● **INSTRUCTIONS TO FOLLOW**: Reproduce all of the material word for word.

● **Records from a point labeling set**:

============

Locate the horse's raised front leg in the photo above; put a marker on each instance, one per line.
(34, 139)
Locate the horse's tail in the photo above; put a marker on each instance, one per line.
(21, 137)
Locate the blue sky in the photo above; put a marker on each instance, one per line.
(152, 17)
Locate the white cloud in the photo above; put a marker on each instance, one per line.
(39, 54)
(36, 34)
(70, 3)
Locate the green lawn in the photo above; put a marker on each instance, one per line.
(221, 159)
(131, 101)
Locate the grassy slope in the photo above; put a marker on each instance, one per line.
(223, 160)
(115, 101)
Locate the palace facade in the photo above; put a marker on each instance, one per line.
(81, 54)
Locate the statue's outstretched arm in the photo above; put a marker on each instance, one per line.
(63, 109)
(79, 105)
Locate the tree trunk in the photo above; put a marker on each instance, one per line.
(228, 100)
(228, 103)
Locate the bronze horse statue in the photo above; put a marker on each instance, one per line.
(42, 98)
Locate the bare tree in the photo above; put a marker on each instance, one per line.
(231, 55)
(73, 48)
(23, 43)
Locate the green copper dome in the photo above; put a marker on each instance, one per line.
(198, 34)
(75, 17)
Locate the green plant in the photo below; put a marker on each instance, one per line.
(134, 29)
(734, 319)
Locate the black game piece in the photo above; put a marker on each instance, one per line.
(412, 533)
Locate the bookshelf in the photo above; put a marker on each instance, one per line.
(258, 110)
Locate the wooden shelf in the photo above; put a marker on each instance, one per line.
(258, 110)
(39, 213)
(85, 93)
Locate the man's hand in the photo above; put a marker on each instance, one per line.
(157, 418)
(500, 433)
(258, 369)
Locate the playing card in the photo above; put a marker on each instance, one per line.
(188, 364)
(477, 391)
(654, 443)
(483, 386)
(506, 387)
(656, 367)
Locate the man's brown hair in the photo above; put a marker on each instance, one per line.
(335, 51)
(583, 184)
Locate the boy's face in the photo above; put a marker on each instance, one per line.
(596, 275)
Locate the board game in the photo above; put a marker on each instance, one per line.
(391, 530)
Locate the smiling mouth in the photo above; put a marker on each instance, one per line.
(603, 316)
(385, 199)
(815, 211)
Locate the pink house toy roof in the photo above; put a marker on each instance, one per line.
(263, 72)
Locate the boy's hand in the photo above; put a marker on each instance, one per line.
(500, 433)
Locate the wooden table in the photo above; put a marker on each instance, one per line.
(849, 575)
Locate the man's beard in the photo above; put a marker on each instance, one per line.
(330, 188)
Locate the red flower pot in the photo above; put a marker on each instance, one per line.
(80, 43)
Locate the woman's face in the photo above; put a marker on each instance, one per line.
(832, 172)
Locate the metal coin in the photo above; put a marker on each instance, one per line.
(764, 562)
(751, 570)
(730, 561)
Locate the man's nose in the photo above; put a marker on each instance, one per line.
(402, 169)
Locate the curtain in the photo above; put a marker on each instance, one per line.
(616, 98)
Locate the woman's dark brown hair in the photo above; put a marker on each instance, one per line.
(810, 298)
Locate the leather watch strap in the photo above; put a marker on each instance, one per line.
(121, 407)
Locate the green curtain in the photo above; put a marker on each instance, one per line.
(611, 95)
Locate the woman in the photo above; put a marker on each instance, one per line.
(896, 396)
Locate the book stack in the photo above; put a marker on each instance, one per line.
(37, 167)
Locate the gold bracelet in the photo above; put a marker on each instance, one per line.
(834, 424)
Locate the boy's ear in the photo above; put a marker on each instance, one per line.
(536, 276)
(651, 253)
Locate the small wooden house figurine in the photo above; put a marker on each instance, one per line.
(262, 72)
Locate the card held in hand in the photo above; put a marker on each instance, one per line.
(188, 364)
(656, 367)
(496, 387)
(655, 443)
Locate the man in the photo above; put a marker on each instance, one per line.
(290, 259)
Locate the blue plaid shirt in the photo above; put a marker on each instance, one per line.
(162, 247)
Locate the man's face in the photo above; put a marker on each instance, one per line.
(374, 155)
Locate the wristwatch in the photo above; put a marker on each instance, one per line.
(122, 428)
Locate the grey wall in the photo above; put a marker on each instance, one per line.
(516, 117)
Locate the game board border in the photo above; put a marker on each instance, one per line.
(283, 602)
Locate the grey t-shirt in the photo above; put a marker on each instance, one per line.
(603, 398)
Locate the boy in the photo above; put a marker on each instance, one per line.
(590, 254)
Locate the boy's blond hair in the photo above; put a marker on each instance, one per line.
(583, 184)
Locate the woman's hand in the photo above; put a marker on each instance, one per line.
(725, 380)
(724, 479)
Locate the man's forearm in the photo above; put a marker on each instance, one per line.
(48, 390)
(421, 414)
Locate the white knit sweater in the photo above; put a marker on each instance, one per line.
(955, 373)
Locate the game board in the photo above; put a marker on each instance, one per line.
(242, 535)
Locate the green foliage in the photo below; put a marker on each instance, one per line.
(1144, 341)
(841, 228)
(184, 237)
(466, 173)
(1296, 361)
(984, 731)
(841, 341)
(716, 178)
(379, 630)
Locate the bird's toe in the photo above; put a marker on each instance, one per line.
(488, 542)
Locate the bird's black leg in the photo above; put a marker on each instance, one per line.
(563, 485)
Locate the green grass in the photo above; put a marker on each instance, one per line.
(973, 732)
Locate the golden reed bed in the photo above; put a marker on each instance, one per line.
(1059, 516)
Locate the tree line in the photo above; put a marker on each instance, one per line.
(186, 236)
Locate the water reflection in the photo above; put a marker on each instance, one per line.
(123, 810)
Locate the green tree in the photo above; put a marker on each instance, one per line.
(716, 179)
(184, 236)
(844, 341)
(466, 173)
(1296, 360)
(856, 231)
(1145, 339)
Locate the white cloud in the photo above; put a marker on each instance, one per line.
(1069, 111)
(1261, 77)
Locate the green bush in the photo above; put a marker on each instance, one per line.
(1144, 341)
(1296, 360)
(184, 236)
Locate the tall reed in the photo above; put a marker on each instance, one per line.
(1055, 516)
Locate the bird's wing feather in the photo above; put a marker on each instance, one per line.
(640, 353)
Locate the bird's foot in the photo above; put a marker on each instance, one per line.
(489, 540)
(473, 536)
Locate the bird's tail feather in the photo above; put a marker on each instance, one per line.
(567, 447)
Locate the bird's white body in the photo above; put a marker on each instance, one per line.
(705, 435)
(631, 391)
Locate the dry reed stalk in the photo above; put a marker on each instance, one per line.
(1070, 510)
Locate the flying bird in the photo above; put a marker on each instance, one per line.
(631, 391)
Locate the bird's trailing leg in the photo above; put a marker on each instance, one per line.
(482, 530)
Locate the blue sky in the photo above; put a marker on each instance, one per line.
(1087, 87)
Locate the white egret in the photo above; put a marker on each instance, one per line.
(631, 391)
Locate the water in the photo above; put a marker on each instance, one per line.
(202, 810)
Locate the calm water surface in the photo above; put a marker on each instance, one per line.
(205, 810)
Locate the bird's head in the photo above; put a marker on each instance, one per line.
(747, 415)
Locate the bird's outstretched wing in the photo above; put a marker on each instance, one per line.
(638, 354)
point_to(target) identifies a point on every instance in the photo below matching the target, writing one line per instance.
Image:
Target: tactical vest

============

● **EXERCISE RESPONSE**:
Locate the horse's raised front leg in the photo above; put a marker on each instance, one per line.
(34, 139)
Locate the horse's tail in the photo above; put a marker on each instance, one per line.
(21, 137)
Locate the blue sky in the photo above; put a marker on each instance, one per line.
(152, 17)
Locate the white cloud in the photo above; put a marker on each instance, one per line.
(39, 54)
(36, 34)
(70, 3)
Locate the green lawn in the photo above; put a marker on each instance, one per line.
(221, 159)
(131, 101)
Locate the grassy slope in the photo above; put a marker on each instance, one per line.
(223, 160)
(115, 101)
Locate the palace facade in the photo above; put a marker on each instance, one per line.
(81, 54)
Locate the statue's outstretched arm in the photo above; put a marker on each instance, one per line.
(63, 109)
(79, 105)
Locate the tree trunk in the photo above; put a marker on each instance, one per line.
(228, 100)
(228, 103)
Locate the bronze horse statue in the photo above; put a marker on each instance, one per line.
(42, 98)
Locate the bare tree in the photo above; put a marker on each instance, one per line.
(231, 55)
(73, 48)
(23, 43)
Locate the green copper dome in the photo above; put a marker on each instance, one per line.
(198, 34)
(75, 17)
Locate the green plant in the photo below; put a marker on each instance, one per line.
(134, 29)
(734, 319)
Locate the black game piece in the photo above; put a marker on each instance, one per line.
(412, 533)
Locate the bookshelf in the photo above; put a marker on each instance, one per line.
(258, 110)
Locate the wooden shelf in the photo above; put a marker on each instance, one per line.
(258, 110)
(39, 213)
(85, 93)
Locate the man's hand in the photo above; put a marker on each instance, one per line.
(157, 418)
(500, 433)
(258, 369)
Locate the playing card in the photo above; put a marker on each instance, one per line.
(188, 364)
(477, 391)
(654, 443)
(483, 386)
(506, 387)
(656, 367)
Locate the man's brown hair in the photo above; put a marker on each instance, one per line.
(335, 51)
(583, 184)
Locate the boy's face in the photo above; put a marker on each instance, one per line.
(596, 275)
Locate the board game in the photo above; put a marker on each instance, one per line.
(391, 530)
Locate the smiling mouth in the photo above; put a marker on each instance, one per line.
(603, 316)
(385, 199)
(815, 211)
Locate the pink house toy roof in the photo above; put a marker on each instance, one per line.
(263, 72)
Locate the boy's hand in the photo above; put a marker on each instance, one per line.
(500, 433)
Locate the wooden table in the photo above; put a marker on each instance, one per line.
(849, 575)
Locate the man's beard in the photo above; put a marker on each instance, one per line.
(330, 188)
Locate the red flower pot in the photo above; put a marker on each instance, one per line.
(80, 43)
Locate the woman's face in the photo above; put a marker on each instance, one per line.
(832, 172)
Locate the metal coin in the photo above; put a marker on each instance, one per line.
(764, 562)
(751, 570)
(730, 561)
Locate the man's nose in the photo above; put a marker on each instance, one per line.
(402, 169)
Locate the curtain in the photo above; put a marker on each instance, one per line.
(616, 98)
Locate the woman's dark brown hair in the photo above; put a marker on each instance, one per line.
(810, 298)
Locate the leather watch strap in the photo above; put a marker on each instance, one per line.
(121, 407)
Locate the green curtain in the photo above; put a marker on each instance, one per line.
(611, 95)
Locate the woman in the photo above; put a marker on each instance, one per line.
(896, 396)
Locate the book stack in the photo above; put a marker on each instance, one per line.
(37, 167)
Locate the gold bracelet in the photo above; put a marker on each instance, one per line.
(834, 424)
Locate the boy's ear in the photo above; put a marker on each instance, one per line.
(536, 276)
(651, 253)
Locate the small wooden house figurine in the photo above; put a marker on each instance, one per line.
(262, 72)
Locate the card held in hand in the photo above; put a marker on each instance, one per line.
(188, 364)
(656, 367)
(496, 387)
(655, 443)
Locate the man in the photo above; put a marker on each instance, one per line.
(290, 259)
Locate the blue plaid shirt in the photo above; put a marker on each instance, one per line.
(162, 247)
Locate the man's face in the photo above; put a marker on each instance, one per line.
(374, 155)
Locate the wristwatch in the photo above; put a marker on each instance, one per line.
(122, 428)
Locate the grey wall in the photo above; put a marker on each instance, one per line.
(516, 117)
Locate the game board border in the photo above; put a marker on each instance, one per line.
(283, 602)
Locate the grey t-shirt in the photo above; put a marker on each instance, one per line.
(603, 398)
Locate the boy in the photo above; put a marker on each instance, one per line.
(590, 254)
Locate the boy's blond hair in the photo above; put a marker on each instance, one per line.
(583, 184)
Locate the woman's hand in the photo above; put a marker on each instance, one per line.
(725, 380)
(724, 479)
Locate the man's forearm in the photo above; put a marker on each instance, one per line.
(48, 390)
(421, 414)
Locate the white knit sweater in the photo above; put a marker on each instance, one per line.
(955, 373)
Locate the game board in the photo above; put a marker on each instance, one per line.
(242, 535)
Locate the green foliage in the photo below; put a marker on each instance, one per line.
(1144, 341)
(841, 228)
(184, 237)
(466, 173)
(1296, 361)
(984, 731)
(841, 341)
(716, 178)
(379, 630)
Locate the bird's toe in the photo above; put a marker on each instance, one per line.
(488, 542)
Locate the bird's black leg in the photo above; put a marker on each instance, one per line.
(563, 485)
Locate the green grass in the photo above; put a marker on each instance, one per line.
(973, 732)
Locate the golden reed bed in the photo above; put a marker on each instance, one per line.
(1059, 516)
Locate the tree line in the photo above; put a marker on each instance, one per line.
(186, 236)
Locate the water reflection in the photo above; put a marker on each instance, one per line.
(123, 810)
Locate the green tree in the photo above; put a marker on each instance, one per line.
(716, 179)
(184, 236)
(844, 341)
(466, 173)
(1296, 360)
(856, 231)
(1145, 339)
Locate the white cloud in the photo above; put a marker on each instance, one per line.
(1069, 111)
(1261, 77)
Locate the green bush in the photo above; put a marker on each instance, one per line.
(1144, 341)
(1296, 360)
(184, 236)
Locate the tall reed in the photo above; put a marker on each instance, one per line.
(1055, 516)
Locate the bird's wing feather in the photo above; put a marker on each instance, one per line.
(640, 353)
Locate the bird's foot in the photo above; put a marker on each instance, one per line.
(489, 540)
(473, 536)
Locate the bird's tail feather in the photo above; put a marker on each instance, one per line.
(567, 447)
Locate the bird's white body in the photo above; put a marker on each instance, one per line.
(705, 435)
(631, 391)
Locate the dry reed stalk in the photo above; put a marker on each instance, one per line.
(1070, 510)
Locate the flying bird in the photo above; put a marker on each instance, one per line.
(631, 391)
Locate the bird's trailing leg in the photo above; put a marker on each instance, one per line.
(482, 530)
Locate the blue sky in the photo above; put a marker on each instance, one per line.
(1087, 87)
Locate the white egret in the photo above; put a marker on each instance, one per line.
(631, 391)
Locate the water in the photo above; put a marker on each instance, one per line.
(202, 810)
Locate the calm water surface in the photo above; put a marker on each instance, one per line.
(205, 810)
Locate the bird's head in the photo above; put a marker on each instance, one per line.
(747, 415)
Locate the bird's outstretched wing in the photo above; put a marker on each instance, one per line.
(638, 354)
point_to(target) identifies a point on every instance in the photo below matching the target, writing one line per instance.
Image:
Target: tactical vest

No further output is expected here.